start Supplied passage

Why Did the Chicken Cross the Road?

As I set out for work this morning I pulled up to the traffic light that marks the exit to my community. Across the street I saw an animal that was momentarily obscured by traffic and then I saw it again--an enormous black cockerel.

Now, I don't live in farmland--all my life I've been a true suburban boy. But here I am looking at an enormous chicken crossing the road. And with all my bad brain, I thought about the possibilities. Was someone, against all association rules, raising chickens in their back yards? Was this a family pet (also prohibited by association rules)? Or more darkly, was this perhaps an escapee from a house where Santeria is practiced. (Living here in Florida it is not beyond the realm of possibility. In fact, while we're a little north for it, I'd say that it certainly is a possibility.)

See You Later Alligator

Same day, fifteen or so minutes later, I'm pulling into the parking garage at work and the radio announcer comes on with a bulletin. "For the first time in more than a hundred years an alligator has been found in Lake Eola." Well, you might wonder, so what?

end Supplied passage
start Data

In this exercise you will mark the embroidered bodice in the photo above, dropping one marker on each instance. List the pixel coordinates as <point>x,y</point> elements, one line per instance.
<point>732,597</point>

end Data
start Data

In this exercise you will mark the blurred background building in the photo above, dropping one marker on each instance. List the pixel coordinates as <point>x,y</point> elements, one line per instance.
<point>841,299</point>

end Data

Directive
In the chicken essay, what are all the possible explanations the narrator considers for the black cockerel crossing the road? The listing has no connection to the chicken essay.

Expected output
- Someone was raising chickens in a back yard, against association rules.
- It was a family pet, which association rules also prohibit.
- It had escaped from a house where Santeria is practiced.